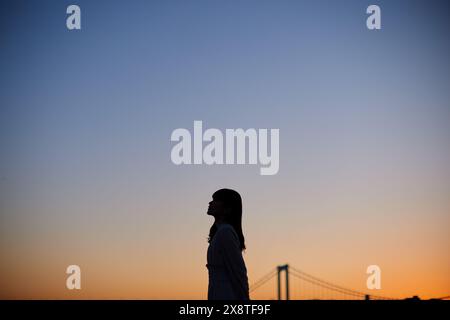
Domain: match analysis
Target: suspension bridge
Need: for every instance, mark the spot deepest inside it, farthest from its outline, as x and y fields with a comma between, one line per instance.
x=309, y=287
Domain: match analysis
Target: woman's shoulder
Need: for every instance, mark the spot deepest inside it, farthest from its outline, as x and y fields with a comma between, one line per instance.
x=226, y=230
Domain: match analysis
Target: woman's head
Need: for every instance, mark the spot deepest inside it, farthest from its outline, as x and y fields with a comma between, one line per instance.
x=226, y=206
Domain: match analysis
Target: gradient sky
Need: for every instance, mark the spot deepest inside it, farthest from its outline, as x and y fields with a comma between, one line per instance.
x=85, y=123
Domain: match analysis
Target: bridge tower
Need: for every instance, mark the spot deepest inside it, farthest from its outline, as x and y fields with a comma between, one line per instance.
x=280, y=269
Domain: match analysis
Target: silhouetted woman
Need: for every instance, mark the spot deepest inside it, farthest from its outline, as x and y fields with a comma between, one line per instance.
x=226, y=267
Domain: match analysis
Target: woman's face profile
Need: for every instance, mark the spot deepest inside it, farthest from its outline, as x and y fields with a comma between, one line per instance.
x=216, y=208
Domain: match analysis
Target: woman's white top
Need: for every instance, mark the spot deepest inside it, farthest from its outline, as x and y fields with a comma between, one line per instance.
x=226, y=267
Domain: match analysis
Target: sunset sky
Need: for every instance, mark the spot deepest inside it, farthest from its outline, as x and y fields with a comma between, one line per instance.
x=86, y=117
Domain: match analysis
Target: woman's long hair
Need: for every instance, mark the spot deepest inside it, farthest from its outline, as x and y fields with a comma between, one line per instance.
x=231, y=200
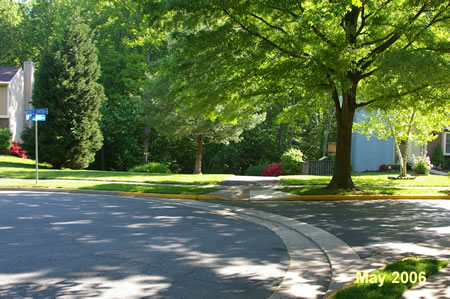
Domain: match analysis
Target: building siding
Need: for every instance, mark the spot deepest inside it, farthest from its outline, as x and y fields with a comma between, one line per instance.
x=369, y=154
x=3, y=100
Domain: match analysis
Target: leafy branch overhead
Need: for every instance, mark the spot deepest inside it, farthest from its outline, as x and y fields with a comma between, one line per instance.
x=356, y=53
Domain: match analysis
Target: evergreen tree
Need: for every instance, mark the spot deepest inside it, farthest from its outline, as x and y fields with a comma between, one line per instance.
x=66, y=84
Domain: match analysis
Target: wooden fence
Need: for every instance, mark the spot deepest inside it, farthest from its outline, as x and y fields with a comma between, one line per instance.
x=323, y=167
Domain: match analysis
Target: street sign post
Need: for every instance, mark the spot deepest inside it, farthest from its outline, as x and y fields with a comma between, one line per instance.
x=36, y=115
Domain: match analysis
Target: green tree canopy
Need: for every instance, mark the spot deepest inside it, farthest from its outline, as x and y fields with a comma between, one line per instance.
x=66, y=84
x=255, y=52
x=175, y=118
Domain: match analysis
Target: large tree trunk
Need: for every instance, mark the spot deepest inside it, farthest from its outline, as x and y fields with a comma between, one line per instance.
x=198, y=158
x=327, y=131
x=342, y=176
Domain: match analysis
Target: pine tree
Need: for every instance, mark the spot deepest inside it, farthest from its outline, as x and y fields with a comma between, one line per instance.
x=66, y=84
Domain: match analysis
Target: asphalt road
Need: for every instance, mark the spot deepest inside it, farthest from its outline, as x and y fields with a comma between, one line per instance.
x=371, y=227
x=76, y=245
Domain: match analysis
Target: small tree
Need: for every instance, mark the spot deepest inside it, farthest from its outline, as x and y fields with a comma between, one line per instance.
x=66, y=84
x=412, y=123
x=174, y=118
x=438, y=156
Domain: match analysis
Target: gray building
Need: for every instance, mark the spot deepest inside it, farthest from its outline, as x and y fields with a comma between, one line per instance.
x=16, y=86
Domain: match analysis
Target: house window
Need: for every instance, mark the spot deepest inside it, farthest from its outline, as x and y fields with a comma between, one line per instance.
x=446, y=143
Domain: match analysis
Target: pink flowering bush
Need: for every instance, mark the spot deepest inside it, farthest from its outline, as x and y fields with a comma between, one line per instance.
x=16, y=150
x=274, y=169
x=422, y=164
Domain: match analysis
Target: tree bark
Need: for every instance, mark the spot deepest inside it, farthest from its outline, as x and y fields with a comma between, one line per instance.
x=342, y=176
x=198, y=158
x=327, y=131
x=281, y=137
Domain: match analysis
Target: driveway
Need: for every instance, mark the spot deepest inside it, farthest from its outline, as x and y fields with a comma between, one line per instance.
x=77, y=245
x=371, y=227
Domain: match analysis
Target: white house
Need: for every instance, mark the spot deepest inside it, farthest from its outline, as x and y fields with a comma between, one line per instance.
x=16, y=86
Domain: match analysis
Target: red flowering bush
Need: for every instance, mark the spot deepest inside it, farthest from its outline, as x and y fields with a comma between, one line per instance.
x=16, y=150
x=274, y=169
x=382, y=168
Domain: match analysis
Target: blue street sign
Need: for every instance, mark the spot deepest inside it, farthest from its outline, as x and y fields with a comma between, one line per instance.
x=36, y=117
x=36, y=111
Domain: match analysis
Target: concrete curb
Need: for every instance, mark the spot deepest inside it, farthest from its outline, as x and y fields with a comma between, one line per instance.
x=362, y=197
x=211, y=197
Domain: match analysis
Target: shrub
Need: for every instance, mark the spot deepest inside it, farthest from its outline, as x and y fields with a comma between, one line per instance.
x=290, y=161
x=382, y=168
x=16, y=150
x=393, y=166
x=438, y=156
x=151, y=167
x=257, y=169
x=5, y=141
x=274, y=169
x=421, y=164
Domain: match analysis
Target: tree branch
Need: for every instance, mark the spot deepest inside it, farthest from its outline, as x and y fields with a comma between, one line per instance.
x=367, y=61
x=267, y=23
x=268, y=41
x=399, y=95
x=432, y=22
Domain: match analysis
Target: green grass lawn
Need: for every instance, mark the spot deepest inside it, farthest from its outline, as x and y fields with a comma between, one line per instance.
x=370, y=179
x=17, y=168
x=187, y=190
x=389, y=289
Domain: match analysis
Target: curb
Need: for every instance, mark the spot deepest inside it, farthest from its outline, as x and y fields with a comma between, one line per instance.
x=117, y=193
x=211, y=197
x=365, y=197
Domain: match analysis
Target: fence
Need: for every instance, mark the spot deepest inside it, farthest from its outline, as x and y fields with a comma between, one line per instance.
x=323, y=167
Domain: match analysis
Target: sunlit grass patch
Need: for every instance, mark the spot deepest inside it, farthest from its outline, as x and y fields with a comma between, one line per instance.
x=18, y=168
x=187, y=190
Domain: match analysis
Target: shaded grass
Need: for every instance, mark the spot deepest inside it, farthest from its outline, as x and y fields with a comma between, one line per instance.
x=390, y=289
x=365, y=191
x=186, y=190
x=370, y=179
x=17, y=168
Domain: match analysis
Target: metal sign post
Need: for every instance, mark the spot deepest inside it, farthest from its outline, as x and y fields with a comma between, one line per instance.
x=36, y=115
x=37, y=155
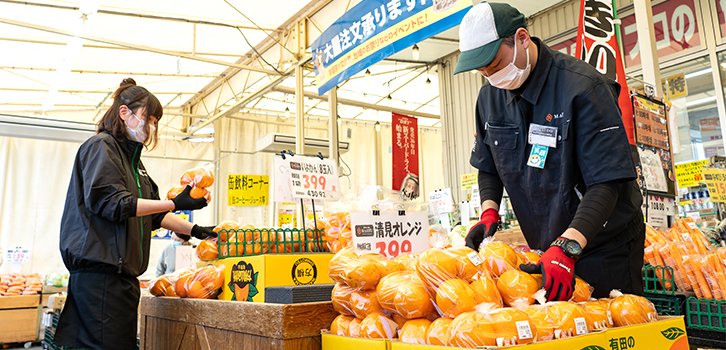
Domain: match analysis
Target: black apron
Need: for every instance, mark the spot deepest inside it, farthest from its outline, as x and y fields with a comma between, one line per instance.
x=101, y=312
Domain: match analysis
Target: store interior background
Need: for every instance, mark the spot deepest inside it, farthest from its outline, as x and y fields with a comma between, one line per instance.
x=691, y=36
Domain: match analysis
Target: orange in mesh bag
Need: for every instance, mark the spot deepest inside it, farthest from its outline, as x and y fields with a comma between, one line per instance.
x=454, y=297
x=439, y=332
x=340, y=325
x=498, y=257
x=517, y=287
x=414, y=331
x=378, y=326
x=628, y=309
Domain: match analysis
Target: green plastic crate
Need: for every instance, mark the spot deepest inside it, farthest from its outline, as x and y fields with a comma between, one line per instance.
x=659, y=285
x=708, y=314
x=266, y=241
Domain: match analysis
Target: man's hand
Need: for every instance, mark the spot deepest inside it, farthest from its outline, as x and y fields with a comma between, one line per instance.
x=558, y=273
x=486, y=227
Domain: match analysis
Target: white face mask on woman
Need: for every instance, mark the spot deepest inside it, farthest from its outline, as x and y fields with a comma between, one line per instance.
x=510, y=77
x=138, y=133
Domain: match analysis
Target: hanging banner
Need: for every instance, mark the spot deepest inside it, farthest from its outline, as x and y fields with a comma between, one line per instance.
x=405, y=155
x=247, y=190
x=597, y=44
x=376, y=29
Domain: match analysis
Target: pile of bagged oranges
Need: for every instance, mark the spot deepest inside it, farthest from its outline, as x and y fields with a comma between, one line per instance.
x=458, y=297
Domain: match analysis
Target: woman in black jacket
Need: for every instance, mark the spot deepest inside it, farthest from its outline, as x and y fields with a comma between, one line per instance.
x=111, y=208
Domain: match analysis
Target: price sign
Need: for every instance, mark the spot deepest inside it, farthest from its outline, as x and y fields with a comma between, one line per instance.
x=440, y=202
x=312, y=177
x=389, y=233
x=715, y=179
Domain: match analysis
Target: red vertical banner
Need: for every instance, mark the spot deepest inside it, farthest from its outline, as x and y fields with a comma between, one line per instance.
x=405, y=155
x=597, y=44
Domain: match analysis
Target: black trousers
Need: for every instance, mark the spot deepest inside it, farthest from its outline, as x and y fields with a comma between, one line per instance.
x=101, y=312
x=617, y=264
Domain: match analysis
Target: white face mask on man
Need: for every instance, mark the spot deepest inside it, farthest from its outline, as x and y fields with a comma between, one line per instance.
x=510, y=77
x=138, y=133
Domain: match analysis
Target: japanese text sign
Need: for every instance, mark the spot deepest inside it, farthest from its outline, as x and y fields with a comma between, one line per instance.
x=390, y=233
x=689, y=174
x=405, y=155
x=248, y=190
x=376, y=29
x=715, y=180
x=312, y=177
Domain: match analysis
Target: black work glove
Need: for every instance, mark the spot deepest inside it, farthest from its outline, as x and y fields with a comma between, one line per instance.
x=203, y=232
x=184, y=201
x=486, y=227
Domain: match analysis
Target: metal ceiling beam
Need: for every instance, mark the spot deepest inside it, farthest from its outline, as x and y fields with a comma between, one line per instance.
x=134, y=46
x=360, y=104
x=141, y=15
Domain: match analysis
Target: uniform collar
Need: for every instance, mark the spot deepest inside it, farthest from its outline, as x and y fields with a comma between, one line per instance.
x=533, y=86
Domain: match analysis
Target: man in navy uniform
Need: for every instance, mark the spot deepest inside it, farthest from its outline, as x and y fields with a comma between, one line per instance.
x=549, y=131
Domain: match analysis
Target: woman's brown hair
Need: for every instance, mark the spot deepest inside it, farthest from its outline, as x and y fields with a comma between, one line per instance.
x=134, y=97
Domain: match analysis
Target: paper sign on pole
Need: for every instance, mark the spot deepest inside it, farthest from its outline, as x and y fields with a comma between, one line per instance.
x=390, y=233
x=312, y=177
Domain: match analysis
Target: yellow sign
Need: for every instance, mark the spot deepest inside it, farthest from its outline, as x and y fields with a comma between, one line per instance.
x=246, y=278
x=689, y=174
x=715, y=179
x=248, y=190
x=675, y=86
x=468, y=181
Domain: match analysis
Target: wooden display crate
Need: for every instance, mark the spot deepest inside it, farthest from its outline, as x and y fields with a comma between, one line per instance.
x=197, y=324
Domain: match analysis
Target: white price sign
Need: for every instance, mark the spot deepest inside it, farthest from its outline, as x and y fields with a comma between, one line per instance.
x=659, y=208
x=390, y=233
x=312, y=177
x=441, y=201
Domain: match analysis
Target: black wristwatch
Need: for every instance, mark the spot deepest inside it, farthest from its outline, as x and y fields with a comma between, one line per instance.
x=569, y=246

════

> [STATED GOAL] Reproduce everything from the start of the data down to the line containing "x=226, y=230", swapping "Target" for "Object" and changing nothing else. Omit the pictures from the output.

> [FULL RESPONSE]
Domain: match analysis
Object: suspension bridge
Need: for every instance, mark the spot deepest inside it, farthest from its outline, as x and y fields with a comma between, one line per instance.
x=309, y=287
Domain: match analysis
Object: woman's shoulder
Need: for every instance, mark the spot deepest inside it, farthest from its outline, as x and y fields with a comma between, one line per instance.
x=226, y=230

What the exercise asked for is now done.